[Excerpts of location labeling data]
——————

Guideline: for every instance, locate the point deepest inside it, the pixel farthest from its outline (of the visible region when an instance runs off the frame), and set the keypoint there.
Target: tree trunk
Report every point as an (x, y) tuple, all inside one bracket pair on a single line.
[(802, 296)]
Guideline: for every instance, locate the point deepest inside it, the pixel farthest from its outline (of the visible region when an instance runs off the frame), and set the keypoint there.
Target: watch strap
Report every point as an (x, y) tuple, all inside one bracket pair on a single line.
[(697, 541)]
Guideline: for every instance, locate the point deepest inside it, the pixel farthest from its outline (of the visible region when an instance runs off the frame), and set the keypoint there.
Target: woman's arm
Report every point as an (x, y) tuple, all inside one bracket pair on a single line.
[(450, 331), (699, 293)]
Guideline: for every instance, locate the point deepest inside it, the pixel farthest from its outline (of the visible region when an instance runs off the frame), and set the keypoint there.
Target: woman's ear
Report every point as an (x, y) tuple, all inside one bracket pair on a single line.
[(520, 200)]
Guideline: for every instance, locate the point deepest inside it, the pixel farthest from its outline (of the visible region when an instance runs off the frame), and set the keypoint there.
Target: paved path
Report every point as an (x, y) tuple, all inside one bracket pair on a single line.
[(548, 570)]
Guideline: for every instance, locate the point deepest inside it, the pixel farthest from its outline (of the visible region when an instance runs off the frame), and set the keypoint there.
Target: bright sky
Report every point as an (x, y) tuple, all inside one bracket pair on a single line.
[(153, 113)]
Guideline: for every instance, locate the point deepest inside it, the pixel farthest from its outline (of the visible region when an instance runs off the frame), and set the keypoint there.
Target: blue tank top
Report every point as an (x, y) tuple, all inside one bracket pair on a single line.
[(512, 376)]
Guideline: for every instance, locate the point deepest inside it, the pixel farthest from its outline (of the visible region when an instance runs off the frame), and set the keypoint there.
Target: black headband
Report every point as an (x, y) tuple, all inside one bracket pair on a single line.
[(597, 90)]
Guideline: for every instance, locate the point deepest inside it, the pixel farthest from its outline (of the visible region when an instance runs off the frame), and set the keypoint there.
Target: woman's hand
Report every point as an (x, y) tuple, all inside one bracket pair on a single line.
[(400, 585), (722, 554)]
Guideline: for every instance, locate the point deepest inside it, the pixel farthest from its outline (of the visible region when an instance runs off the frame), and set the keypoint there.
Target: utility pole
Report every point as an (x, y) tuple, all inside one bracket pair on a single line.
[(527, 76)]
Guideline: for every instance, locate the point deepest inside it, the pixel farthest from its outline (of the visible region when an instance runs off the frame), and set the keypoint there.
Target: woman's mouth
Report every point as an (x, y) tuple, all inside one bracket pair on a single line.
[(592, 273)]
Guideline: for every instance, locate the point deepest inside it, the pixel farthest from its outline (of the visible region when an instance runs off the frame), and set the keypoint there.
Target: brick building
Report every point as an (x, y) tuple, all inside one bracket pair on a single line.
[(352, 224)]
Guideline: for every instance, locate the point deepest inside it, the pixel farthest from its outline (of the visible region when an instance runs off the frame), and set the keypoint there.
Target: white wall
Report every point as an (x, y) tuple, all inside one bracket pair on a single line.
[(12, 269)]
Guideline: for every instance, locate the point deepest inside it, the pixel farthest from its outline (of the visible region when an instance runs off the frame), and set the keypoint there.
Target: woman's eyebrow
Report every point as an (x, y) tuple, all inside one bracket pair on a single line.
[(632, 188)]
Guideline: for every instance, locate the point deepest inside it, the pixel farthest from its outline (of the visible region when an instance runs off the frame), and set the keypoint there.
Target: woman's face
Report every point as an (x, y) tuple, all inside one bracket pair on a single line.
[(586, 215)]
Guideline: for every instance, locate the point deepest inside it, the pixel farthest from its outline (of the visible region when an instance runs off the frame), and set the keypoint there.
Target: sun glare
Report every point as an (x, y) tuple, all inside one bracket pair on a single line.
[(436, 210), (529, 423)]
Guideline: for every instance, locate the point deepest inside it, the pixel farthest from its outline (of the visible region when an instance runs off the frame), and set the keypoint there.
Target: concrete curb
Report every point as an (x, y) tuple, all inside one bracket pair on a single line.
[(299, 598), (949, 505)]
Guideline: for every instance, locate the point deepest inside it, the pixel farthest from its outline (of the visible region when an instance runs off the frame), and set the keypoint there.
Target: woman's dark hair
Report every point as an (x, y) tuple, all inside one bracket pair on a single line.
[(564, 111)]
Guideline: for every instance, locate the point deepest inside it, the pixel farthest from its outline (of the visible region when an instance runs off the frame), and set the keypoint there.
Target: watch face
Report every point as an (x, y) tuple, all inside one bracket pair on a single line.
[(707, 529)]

——————

Rewrite all of the items above, swapping "keypoint" for "marker" wherever it occurs and keeping every other word the same.

Response to this task:
Guideline: for every instance, locate the point deepest inside it, the pixel farthest from its outline (of the visible region when an instance runs off the frame), and set the marker there.
Target: tree trunk
Report every point as an (x, y) tuple, all inside one bracket pair on a single line.
[(802, 296)]
Guideline: for every instance, locate the point deepest inside it, the pixel farthest from its outline (of the visible region when an instance runs off the frame), and set the marker there.
Target: watch strap
Report every point as an (x, y) tuple, all inside one bracket pair on a single line.
[(697, 541)]
Guideline: for every instance, locate the point deepest inside it, the pixel farthest from its outline (of the visible region when an instance runs off the frame), and set the marker there.
Target: woman's arm
Report every point as an (x, y) tuple, all inside one bracket pair on a single line.
[(450, 331), (699, 293)]
Guideline: for every instance, locate the point deepest inside it, the pixel farthest from its outline (of the visible region when an instance runs off the frame), and set the marker there.
Target: woman's ear
Report every point as an (x, y) tuple, all inside one bracket pair on a single line.
[(520, 200)]
Guideline: for every instance, locate the point deepest inside it, the pixel farthest from its outline (of the visible region when an instance runs off the frame), and set the marker there.
Target: paved path
Report every point as an (x, y) tuple, all inside one bracket pair on a single line.
[(548, 570)]
Guideline: for every instance, locate the point deepest inside it, the pixel farthest from its outline (of the visible region when an instance runs off the frame), and set the marker there.
Target: bright sky
Report every point as an (x, y) tuple, all inside one bracket pair on a single line.
[(153, 113)]
Guideline: for every instance, locate the point deepest inside it, the pixel farthest from its outline (of the visible region when an instance runs off the frame), and set the marker there.
Target: blue tank top
Report every point as an (x, y) tuple, all inside one bracket pair on a single line.
[(512, 376)]
Guideline: for every instance, locate the point deepest inside it, the pixel farthest from its outline (of the visible region when an instance runs off the frame), and set the marker there.
Target: black headband
Report every point as an (x, y) tuple, all inside one bracket pair on a single line.
[(597, 90)]
Guideline: for every instance, locate the point deepest inside it, the pixel farthest from its outline (of the visible region when an instance runs off the frame), and set the marker there.
Target: woman's hand
Report every point as an (x, y) tuple, all inside one bracket pair on a single line.
[(400, 585), (722, 554)]
Guideline: for every instance, locate the point deepest inside it, the pixel farthest from its outline (of the visible region when an instance runs off the frame), and set the marker there.
Target: utility pole
Report every point as an (x, y) tuple, all inside one bracket pair on a single line.
[(527, 76)]
Guideline: for every instance, locate the point deepest inside it, the pixel farthest from its outline (of the visible region when an instance runs off the frame), and set the marker there.
Target: woman's mouth
Report every point as an (x, y) tuple, all inside one bracket pair on a single line.
[(592, 273)]
Guideline: for every instance, locate the point deepest inside it, the pixel farthest from its outline (of the visible region when an instance runs off the frame), and set the marker there.
Target: brick building
Report every point as an (x, y) tuple, all inside one bracket pair on a single line.
[(352, 224)]
Guideline: for every instance, locate the point deepest inside it, the pixel farthest from its outline (of the visible region when an instance runs off the frame), and set the marker there.
Target: white wall
Report every point as an (x, y) tuple, all inside one bracket pair on a single line.
[(12, 269)]
Guideline: for every instance, locate the point deepest inside it, the pixel farthest from its outline (of the visible region when an instance runs off the frame), and set the marker there.
Target: woman's eyebrow
Report every point as an (x, y) tuple, all inside one bracket pair on a single line.
[(632, 188)]
Guideline: for every instance, locate the point deepest inside it, the pixel farthest from its outline (of the visible region when an instance runs off the frame), and set the marker there.
Target: woman's face
Report every point as an (x, y) tuple, all inside one bracket pair on a single line.
[(586, 215)]
Guideline: for every instance, locate the point deepest inside it, the pixel farthest from its outline (of the visible region when an instance runs off the frame), and set the marker there.
Target: sun glare
Report every point as an (x, y) tuple, all inside one bracket pair on a single line.
[(436, 210), (529, 423)]
Guideline: for every instance, locate the point deepest inside it, the pixel farthest from its outline (of the visible region when an instance runs off the frame), and set the marker there.
Target: concrete curb
Report every point as an (x, y) tuple, all inside one bracket pair on a single line.
[(299, 598), (949, 505)]
Guideline: for every instance, locate the point deepest inside it, the pixel farthest from its outline (of the visible region when an instance runs off the frame), and set the marker there.
Target: woman's dark hair
Report every point as an (x, y) tuple, all inside one bracket pair on a single line.
[(564, 111)]
Guideline: for every instance, locate the point deepest inside it, the pixel farthest from its outline (of the visible region when an instance runs off the frame), and set the marker there.
Target: watch face
Report every point as an (x, y) tuple, all inside one bracket pair on a single line.
[(707, 529)]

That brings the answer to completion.